正文 =>
/---

07_LVGL_Measuring_voltage
本示例展示如何使用 LVGL 库和 Arduino GFX 库,实现显示屏文本更新和电压测量。代码初始化了 ST7789 显示屏,在显示屏中心创建一个标签,并周期性地读取电压分压器的实际电压值,更新标签以显示最新的电压信息。
代码
07_LVGL_Measuring_voltage.ino
#include <lvgl.h>
#include "Arduino_GFX_Library.h"
#include "lv_conf.h"
#include "demos/lv_demos.h"
#include "pin_config.h"
/* Using LVGL with Arduino requires some extra steps:
* Be sure to read the docs here: https://docs.lvgl.io/master/get-started/platforms/arduino.html */
#define EXAMPLE_LVGL_TICK_PERIOD_MS 2
/* Change to your screen resolution */
static const uint16_t screenWidth = 240;
static const uint16_t screenHeight = 280;
static lv_disp_draw_buf_t draw_buf;
static lv_color_t buf[screenWidth * screenHeight / 10];
const int voltageDividerPin = 1; // GPIO1 pin
float vRef = 3.3; // Power supply voltage of ESP32-S3 (unit: volts)
float R1 = 200000.0; // Resistance value of the first resistor (unit: ohms)
float R2 = 100000.0; // Resistance value of the second resistor (unit: ohms)
lv_obj_t *label; // Global label object
Arduino_DataBus *bus = new Arduino_ESP32SPI(LCD_DC, LCD_CS, LCD_SCK, LCD_MOSI);
Arduino_GFX *gfx = new Arduino_ST7789(bus, LCD_RST /* RST */,
0 /* rotation */, true /* IPS */, LCD_WIDTH, LCD_HEIGHT, 0, 20, 0, 0);
#if LV_USE_LOG!= 0
/* Serial debugging */
void my_print(const char *buf) {
Serial.printf(buf);
Serial.flush();
}
#endif
/* Display flushing */
void my_disp_flush(lv_disp_drv_t *disp, const lv_area_t *area, lv_color_t *color_p) {
uint32_t w = (area->x2 - area->x1 + 1);
uint32_t h = (area->y2 - area->y1 + 1);
#if (LV_COLOR_16_SWAP!= 0)

\---

(数据行)
/---

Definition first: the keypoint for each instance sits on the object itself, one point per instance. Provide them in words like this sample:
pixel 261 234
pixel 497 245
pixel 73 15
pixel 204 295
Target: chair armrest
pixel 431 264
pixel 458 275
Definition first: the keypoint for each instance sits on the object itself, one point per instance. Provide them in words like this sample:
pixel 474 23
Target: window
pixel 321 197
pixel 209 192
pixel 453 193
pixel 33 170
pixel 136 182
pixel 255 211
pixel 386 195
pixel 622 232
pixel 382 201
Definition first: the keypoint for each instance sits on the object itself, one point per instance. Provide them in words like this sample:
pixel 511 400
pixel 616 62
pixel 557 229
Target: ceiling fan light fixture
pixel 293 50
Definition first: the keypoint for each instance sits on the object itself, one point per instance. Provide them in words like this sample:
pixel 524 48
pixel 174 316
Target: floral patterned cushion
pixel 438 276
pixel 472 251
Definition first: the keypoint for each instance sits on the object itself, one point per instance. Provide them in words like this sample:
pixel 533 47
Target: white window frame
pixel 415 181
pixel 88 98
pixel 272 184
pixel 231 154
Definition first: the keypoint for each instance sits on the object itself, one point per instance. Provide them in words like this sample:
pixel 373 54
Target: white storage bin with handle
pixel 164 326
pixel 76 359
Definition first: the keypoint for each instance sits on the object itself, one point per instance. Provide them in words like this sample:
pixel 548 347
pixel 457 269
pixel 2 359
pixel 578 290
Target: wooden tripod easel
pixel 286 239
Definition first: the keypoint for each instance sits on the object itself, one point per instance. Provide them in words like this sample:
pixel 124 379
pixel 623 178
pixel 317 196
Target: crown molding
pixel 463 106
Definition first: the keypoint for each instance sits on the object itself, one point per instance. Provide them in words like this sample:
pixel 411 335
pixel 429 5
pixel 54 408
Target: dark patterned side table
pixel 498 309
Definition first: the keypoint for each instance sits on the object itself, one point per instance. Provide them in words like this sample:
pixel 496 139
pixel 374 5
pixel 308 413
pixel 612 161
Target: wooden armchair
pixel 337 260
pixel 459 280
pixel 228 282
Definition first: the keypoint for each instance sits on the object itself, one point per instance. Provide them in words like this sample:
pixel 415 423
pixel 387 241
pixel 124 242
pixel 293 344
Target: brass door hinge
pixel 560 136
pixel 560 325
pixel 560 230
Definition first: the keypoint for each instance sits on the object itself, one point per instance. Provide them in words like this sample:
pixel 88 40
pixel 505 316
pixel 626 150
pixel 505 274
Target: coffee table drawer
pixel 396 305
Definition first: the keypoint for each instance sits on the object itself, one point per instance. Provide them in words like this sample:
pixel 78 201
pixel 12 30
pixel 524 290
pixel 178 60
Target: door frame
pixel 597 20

\---

题目详情 => 请把电压测量示例正文中从“float R1 = 200000.0;”到“second resistor (unit: ohms)”的这一段一字不差地重写一遍。 这些数据与正文内容没有关系。

完成结果 =>
float R1 = 200000.0; // Resistance value of the first resistor (unit: ohms)
float R2 = 100000.0; // Resistance value of the second resistor (unit: ohms)